#### [Textauszug]
In einem eher unangenehmen Zusammenhang steht der Name Marburg mit dem Marburg-Virus, das zu derselben Familie wie das Ebola-Virus gehört. An unserem Institut für Virologie forschen wir an diesen Viren und betreiben hierfür ein Hochsicherheitslabor, von denen es lediglich vier in ganz Deutschland gibt. Unsere Wissenschaftler leisten hier ganz hervorragende Arbeit, beispielsweise zu neuen Erkenntnissen bei den jüngsten Ebola-Epidemien in Afrika. Aktuell sind sie im Verbund mit dem Deutschen Zentrum für Infektionsforschung auch an der Entwicklung eines Corona-Impfstoffs beteiligt.
Wie wichtig sind Forschungsverbünde und -netzwerke für die Arbeit Ihrer Wissenschaftler?
Prof. Krause: Sie sind immens wichtig, gerade Impfstoff-Entwicklungen werden heutzutage fast immer in Netzwerken betrieben. Aktuell schließt sich das Pharmaunternehmen CSL Behring mit anderen Firmen zu einer Plasma-Allianz zusammen, um ein Medikament gegen Covid-19 zu entwickeln. Aber nicht nur international, auch lokal bündeln wir unsere Stärken – die eben erwähnte Virologie ist ja auch an der Universität in Gießen sehr stark und ist unser gemeinsames Thema. Die Technische Hochschule Mittelhessen (THM) wiederum liefert das Wissen der Ingenieure sowie die Medizintechnik und Medizinphysik. Bei uns ist zudem das Marburger Ionenstrahl-Therapiezentrum für die Tumortherapie angesiedelt, das wir ohne die Medizinphysiker der THM nicht soweit hätten bringen können. Auch für unsere Reputation sind solche starken Partnerschaften natürlich sehr wichtig.
Sie sprachen die Tumortherapie an – wie sehen Sie sich in der Krebsforschung aufgestellt, um Patienten neue Therapie-Optionen bieten zu können?

#### [Aufgabe 1]
Entnimm dem Interview über die Forschung in Marburg den Abschnitt von „In einem eher“ bis einschließlich „Arbeit Ihrer Wissenschaftler?“ wortgetreu.
#### [Aufgabe 2]
Wie viele Hochsicherheitslabore gibt es laut dem Interview über die Marburger Forschung in ganz Deutschland?
#### [Aufgabe 3]
Setze das Interview über die Forschung in Marburg im Anschluss an die zuletzt gestellte Frage fort.
Die Datensätze sind eigenständiges Material und haben mit dem Textauszug nichts zu tun.

#### [Datensätze]
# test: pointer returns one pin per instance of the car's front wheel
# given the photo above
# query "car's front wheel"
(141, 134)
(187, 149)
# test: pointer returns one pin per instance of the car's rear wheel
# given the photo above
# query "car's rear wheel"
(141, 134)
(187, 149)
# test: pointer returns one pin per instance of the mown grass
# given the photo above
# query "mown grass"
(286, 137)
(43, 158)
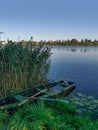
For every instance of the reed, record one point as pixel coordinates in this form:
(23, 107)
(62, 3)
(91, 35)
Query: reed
(22, 66)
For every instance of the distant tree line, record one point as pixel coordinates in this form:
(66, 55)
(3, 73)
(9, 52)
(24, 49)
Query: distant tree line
(69, 42)
(72, 42)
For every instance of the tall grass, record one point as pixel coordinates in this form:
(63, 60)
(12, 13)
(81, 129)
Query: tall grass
(22, 66)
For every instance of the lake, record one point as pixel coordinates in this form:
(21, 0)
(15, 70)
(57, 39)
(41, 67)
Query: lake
(77, 64)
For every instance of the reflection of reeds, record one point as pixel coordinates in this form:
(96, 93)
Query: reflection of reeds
(22, 66)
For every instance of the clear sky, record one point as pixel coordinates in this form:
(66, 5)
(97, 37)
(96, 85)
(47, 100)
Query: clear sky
(49, 19)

#### [Lösung 1]
In einem eher unangenehmen Zusammenhang steht der Name Marburg mit dem Marburg-Virus, das zu derselben Familie wie das Ebola-Virus gehört. An unserem Institut für Virologie forschen wir an diesen Viren und betreiben hierfür ein Hochsicherheitslabor, von denen es lediglich vier in ganz Deutschland gibt. Unsere Wissenschaftler leisten hier ganz hervorragende Arbeit, beispielsweise zu neuen Erkenntnissen bei den jüngsten Ebola-Epidemien in Afrika. Aktuell sind sie im Verbund mit dem Deutschen Zentrum für Infektionsforschung auch an der Entwicklung eines Corona-Impfstoffs beteiligt.
Wie wichtig sind Forschungsverbünde und -netzwerke für die Arbeit Ihrer Wissenschaftler?

#### [Lösung 2]
Es gibt lediglich vier in ganz Deutschland.

#### [Lösung 3]
Prof. Krause: Das ist natürlich ein großes Thema für uns und einer unserer Schwerpunkte, da wir hierzu alle notwendigen medizinischen Disziplinen vereinen, die interdisziplinär zusammenarbeiten. Gerade auf dem Gebiet der personalisierten Medizin mit dem Ansatz, individuell für Patienten maßgeschneiderte Therapien zu entwickeln, sehen wir große Fortschritte. Es ist ein langer und aufwändiger Weg, doch wir sind hierfür sehr gut aufgestellt in Marburg: Neben unseren Forschungsinstituten und Therapiezentren haben wir das renommierte Koordinierungszentrum für Klinische Studien als eigenständige Einrichtung an unserer Universität. Das hilft uns zusätzlich, Patienten in die so wichtigen klinischen Studien zu bringen, um Therapieerfolge wissenschaftlich begleitet überprüfen zu können. Sichtbare Fortschritte im Kampf gegen den Krebs zu erzielen, wäre etwas Großartiges!
Hohe Reputation ist gerade auch für den Nachwuchs von Bedeutung.Wie schaffen Sie es, vielversprechende junge Wissenschaftler und Studierende auf den Standort Marburg aufmerksam zu machen?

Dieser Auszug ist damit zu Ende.